» Material for this exercise
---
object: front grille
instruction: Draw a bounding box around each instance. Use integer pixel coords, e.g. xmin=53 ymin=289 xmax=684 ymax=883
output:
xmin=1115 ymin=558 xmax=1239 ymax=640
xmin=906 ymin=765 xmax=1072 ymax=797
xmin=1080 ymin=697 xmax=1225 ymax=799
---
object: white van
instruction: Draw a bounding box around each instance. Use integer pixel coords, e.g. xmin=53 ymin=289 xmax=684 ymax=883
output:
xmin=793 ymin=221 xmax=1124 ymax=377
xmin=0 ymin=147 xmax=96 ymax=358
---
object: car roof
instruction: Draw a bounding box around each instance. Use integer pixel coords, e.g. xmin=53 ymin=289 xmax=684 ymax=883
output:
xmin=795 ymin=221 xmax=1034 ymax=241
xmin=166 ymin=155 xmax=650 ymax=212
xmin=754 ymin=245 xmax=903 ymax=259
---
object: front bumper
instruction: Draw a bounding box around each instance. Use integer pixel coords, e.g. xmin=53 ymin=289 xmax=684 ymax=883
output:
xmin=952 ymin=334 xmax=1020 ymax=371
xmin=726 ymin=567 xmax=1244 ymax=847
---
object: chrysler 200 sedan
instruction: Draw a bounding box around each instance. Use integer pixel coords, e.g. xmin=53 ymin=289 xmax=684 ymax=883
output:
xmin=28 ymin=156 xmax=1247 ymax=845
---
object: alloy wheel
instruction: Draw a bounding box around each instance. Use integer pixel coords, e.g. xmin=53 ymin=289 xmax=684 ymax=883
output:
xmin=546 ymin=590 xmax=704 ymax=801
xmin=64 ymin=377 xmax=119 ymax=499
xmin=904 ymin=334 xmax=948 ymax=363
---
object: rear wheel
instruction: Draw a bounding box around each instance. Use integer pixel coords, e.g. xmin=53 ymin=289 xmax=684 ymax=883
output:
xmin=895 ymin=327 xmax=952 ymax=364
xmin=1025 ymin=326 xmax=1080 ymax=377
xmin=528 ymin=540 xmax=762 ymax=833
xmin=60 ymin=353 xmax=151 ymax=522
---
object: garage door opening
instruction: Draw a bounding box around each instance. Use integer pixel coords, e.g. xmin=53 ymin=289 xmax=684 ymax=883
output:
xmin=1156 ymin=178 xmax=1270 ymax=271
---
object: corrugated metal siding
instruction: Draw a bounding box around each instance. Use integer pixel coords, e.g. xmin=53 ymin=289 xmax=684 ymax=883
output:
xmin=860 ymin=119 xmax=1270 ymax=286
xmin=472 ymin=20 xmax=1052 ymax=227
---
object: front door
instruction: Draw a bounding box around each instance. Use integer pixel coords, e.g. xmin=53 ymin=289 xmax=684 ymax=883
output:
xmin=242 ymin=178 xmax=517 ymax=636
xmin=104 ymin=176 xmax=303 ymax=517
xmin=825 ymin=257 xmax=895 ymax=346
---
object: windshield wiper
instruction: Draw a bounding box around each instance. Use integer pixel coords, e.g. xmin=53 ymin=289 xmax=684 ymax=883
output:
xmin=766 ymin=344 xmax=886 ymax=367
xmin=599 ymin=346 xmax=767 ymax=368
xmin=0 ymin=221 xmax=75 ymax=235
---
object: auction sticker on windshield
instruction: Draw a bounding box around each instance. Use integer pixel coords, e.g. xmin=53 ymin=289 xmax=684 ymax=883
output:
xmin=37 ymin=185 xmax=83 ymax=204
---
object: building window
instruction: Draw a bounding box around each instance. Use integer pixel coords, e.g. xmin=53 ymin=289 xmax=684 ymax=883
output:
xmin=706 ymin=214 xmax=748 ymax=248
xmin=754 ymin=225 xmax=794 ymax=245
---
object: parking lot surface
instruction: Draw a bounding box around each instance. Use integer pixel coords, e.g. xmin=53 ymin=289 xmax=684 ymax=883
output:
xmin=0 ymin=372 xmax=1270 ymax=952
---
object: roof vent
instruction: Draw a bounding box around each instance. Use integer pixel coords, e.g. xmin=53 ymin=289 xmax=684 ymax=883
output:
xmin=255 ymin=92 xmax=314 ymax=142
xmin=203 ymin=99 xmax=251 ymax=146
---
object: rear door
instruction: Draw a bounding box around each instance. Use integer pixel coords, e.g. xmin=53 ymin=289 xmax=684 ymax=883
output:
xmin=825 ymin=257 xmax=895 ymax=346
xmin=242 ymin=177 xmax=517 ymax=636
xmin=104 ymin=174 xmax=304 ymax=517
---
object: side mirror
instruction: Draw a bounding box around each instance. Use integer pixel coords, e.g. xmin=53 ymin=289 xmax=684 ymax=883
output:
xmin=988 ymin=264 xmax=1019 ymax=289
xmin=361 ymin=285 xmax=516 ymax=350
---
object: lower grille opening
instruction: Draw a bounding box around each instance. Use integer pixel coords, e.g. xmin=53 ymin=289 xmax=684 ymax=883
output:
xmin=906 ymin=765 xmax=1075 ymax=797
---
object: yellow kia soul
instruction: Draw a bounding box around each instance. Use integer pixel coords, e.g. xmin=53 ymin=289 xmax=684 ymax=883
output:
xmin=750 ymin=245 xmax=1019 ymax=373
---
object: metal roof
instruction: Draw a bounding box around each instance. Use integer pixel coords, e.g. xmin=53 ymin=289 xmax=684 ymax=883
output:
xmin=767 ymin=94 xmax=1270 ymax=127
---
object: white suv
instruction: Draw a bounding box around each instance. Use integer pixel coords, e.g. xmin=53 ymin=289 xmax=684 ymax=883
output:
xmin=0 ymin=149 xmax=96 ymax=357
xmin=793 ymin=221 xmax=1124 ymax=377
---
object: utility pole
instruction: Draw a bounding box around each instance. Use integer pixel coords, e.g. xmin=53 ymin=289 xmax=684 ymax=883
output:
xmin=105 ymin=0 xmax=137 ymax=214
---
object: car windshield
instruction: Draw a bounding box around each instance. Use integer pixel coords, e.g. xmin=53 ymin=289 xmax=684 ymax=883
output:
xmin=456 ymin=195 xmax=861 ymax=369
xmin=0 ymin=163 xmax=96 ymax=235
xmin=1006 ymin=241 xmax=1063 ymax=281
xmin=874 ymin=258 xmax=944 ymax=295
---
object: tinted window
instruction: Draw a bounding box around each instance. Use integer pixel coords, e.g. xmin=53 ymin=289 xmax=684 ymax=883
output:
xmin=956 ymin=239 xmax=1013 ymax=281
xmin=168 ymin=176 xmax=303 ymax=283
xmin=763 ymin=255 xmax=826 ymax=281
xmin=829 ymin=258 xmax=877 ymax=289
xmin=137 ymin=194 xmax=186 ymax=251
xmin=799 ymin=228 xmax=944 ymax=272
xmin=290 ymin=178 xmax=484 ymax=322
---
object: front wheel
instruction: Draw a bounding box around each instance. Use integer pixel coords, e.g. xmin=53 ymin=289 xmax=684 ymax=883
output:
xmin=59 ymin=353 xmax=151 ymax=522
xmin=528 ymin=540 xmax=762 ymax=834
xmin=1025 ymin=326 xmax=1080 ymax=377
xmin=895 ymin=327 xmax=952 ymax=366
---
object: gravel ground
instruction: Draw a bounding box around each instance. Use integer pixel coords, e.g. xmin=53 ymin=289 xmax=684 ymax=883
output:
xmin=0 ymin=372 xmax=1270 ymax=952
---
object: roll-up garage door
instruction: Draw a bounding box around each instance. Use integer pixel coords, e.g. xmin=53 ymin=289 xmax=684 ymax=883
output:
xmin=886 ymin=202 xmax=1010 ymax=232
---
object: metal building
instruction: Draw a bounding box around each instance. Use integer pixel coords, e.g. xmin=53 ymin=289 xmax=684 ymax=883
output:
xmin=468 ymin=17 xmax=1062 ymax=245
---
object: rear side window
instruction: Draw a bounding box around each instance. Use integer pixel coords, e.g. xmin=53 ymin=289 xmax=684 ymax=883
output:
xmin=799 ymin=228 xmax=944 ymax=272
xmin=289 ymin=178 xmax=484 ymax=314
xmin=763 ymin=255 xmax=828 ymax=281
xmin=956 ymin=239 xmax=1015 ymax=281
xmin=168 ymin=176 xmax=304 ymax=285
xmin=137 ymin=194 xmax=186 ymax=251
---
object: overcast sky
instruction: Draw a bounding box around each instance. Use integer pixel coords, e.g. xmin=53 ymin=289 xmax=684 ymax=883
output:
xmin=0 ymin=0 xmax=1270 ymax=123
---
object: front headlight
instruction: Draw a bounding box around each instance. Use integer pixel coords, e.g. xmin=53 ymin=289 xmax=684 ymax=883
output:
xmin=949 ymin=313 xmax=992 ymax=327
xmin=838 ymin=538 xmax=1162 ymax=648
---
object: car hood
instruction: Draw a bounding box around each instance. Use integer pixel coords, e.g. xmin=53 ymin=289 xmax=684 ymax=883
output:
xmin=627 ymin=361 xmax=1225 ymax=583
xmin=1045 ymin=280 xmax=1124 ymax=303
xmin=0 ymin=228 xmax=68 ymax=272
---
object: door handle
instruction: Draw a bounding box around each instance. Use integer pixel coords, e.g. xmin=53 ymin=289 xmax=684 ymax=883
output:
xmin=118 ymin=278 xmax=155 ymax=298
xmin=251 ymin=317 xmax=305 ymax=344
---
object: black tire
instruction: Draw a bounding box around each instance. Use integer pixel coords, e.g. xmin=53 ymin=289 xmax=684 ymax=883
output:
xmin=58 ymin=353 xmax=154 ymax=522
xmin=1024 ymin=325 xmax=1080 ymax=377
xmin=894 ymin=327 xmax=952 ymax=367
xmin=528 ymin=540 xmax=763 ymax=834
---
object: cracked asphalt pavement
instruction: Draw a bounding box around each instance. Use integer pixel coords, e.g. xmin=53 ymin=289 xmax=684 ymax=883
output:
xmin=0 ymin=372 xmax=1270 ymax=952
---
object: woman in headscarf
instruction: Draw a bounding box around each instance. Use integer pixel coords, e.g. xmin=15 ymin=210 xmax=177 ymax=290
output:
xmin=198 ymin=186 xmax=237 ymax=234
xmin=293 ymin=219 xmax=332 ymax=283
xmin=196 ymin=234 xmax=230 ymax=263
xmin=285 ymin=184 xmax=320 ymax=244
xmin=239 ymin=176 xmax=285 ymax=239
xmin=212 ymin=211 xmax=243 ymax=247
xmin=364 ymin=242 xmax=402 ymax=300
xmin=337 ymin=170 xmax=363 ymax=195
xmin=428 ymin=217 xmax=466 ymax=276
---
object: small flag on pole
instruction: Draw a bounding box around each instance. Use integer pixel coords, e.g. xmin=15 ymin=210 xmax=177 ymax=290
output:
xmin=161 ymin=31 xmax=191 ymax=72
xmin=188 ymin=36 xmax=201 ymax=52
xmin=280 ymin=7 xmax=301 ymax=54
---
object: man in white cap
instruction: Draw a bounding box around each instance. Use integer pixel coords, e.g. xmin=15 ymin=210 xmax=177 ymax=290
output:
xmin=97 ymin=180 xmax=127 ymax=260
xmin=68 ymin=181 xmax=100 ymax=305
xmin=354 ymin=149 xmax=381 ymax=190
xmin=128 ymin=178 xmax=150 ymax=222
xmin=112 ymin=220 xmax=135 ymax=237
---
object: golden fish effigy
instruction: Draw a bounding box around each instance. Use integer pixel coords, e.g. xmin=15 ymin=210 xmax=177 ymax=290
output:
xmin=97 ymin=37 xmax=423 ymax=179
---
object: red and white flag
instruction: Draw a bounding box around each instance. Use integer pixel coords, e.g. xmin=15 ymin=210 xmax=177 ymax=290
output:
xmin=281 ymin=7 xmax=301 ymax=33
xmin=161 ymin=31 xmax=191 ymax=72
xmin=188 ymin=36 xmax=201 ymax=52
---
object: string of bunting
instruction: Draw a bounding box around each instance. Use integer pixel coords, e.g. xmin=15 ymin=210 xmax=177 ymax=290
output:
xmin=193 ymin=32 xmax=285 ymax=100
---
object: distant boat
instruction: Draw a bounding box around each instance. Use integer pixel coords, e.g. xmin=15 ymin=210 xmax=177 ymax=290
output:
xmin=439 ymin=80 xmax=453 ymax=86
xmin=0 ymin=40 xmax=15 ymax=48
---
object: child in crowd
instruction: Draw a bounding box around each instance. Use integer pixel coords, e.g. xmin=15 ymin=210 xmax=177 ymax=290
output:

» Do this
Reproduce, without any change, the lines of the records from their first line through the line containing "xmin=0 ymin=147 xmax=96 ymax=358", with both ends included.

» Task answer
---
object: front grille
instruction: Draw a bounding box around each instance. Use integer pixel coords, e.g. xmin=53 ymin=289 xmax=684 ymax=883
output:
xmin=1115 ymin=558 xmax=1239 ymax=640
xmin=906 ymin=765 xmax=1072 ymax=797
xmin=1080 ymin=697 xmax=1225 ymax=799
---
object: white van
instruction: Draw a bounding box around each instance. Use integer pixel coords, e.g. xmin=53 ymin=289 xmax=684 ymax=883
output:
xmin=793 ymin=221 xmax=1124 ymax=377
xmin=0 ymin=147 xmax=96 ymax=358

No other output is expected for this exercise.